_Artikel:_
*****
Tribunale federale
Tribunal federal
{T 0/2}
1P.493/2005
1P.515/2005 /ggs
Urteil vom 6. Oktober 2005
I. Öffentlichrechtliche Abteilung
Besetzung
Bundesrichter Féraud, Präsident,
Bundesrichter Nay, Fonjallaz,
Gerichtsschreiberin Gerber.
Parteien
1P.493/2005
1. Erben A.________, nämlich:
- B.________,
- C.________,
- D.________,
- E.________,
- F.________,
- G.________,
- H.________,
- I.________,
2. J.________ AG,
Beschwerdeführer 1, alle vertreten durch Rechtsanwalt lic. iur. Armon Vital,
und
1P.515/2005
1. K.________,
2. Ehepaar L.________,
Beschwerdeführer 2, beide vertreten durch Rechtsanwalt Dr. Jürg Martin,
gegen
M.________, Beschwerdegegner, vertreten durch Rechtsanwalt Dr. Mario Cavigelli,
Gemeinde Samnaun, 7562 Samnaun-Compatsch, vertreten durch Rechtsanwalt Dr. Otmar Bänziger,
Verwaltungsgericht des Kantons Graubünden, Präsidium, Obere Plessurstrasse 1, 7001 Chur.
Gegenstand
Baueinsprache; Kosten und Entschädigung,
Staatsrechtliche Beschwerden gegen die Verfügungen des Verwaltungsgerichts des Kantons Graubünden, Präsidium, vom 21. Juni 2005 (1P.515/2005) und
22. Juni 2005 (1P.493/2005).
Sachverhalt:
A.
Am 16. September 2004 erteilte die Baubehörde der Gemeinde Samnaun M.________ die Baubewilligung für den Abbruch und den Neubau der Chasa Veglia auf den Parzellen Nrn. 58 und 958 in Samnaun-Dorf. Gemäss Baubewilligung soll der Ersatzbau nur ein Untergeschoss aufweisen.
Am 23. Mai 2005 erstatteten die Erben A.________ und die J.________ AG einerseits sowie K.________ und das Ehepaar L.________ andererseits bei der Gemeinde Samnaun Anzeige, weil der Bauherr nicht bewilligte Bauarbeiten für die Erstellung eines zweiten Untergeschosses ausführe. Sie verlangten, dass superprovisorisch die sofortige Einstellung der begonnenen Aushubarbeiten zu verfügen sei.
*****
_Aufgabe A:_
Beantworten Sie drei Fragen zum Urteil:
(i) Welcher Bundesrichter führt den Vorsitz?
(ii) An welchem Datum erteilte die Baubehörde der Gemeinde Samnaun die Baubewilligung?
(iii) Wie viele Untergeschosse soll der Ersatzbau laut Baubewilligung haben?
_Aufgabe B:_
Aktualisieren Sie den Abschnitt des Urteils, der mit den Worten „Tribunale federale“ beginnt und nach „Gerichtsschreiberin Gerber.“ endet: Schreiben Sie ihn neu und setzen Sie dabei „Vorsitzender“ an die Stelle von „Präsident“.
_Aufgabe C:_
Stimmen die folgenden Aussagen mit dem Urteil überein? Antworten Sie jeweils mit Ja oder Nein und zitieren Sie die entscheidenden Worte.
(i) Die Anzeige bei der Gemeinde Samnaun wurde am 23. Mai 2005 erstattet.
(ii) Die Gemeinde Samnaun wird durch Rechtsanwalt Dr. Mario Cavigelli vertreten.
(iii) Die Baubewilligung betrifft die Parzellen Nrn. 58 und 958.

_Datenabschnitt:_
*****
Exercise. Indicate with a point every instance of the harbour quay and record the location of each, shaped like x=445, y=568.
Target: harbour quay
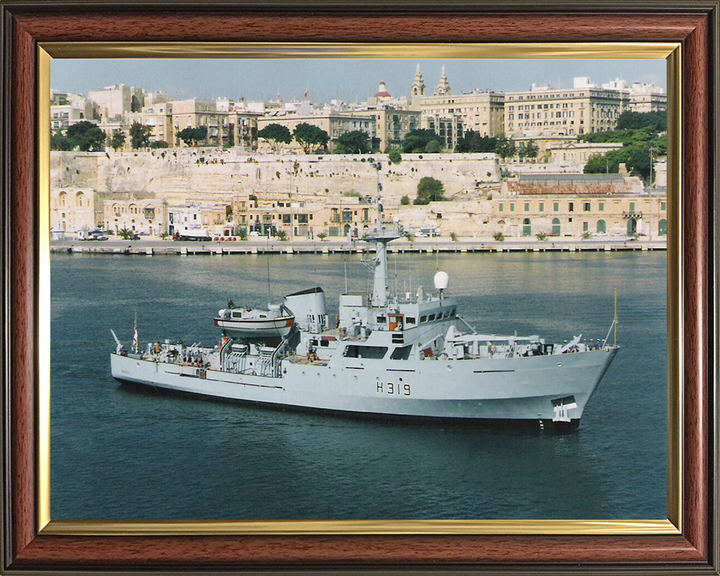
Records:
x=190, y=248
*****
_Vollständige Lösung A:_
(i) Bundesrichter Féraud
(ii) Am 16. September 2004
(iii) Nur ein Untergeschoss

_Vollständige Lösung B:_
Tribunale federale
Tribunal federal
{T 0/2}
1P.493/2005
1P.515/2005 /ggs
Urteil vom 6. Oktober 2005
I. Öffentlichrechtliche Abteilung
Besetzung
Bundesrichter Féraud, Vorsitzender,
Bundesrichter Nay, Fonjallaz,
Gerichtsschreiberin Gerber.

_Vollständige Lösung C:_
(i) Ja: „Am 23. Mai 2005 erstatteten“
(ii) Nein: „Gemeinde Samnaun, 7562 Samnaun-Compatsch, vertreten durch Rechtsanwalt Dr. Otmar Bänziger“
(iii) Ja: „auf den Parzellen Nrn. 58 und 958 in Samnaun-Dorf“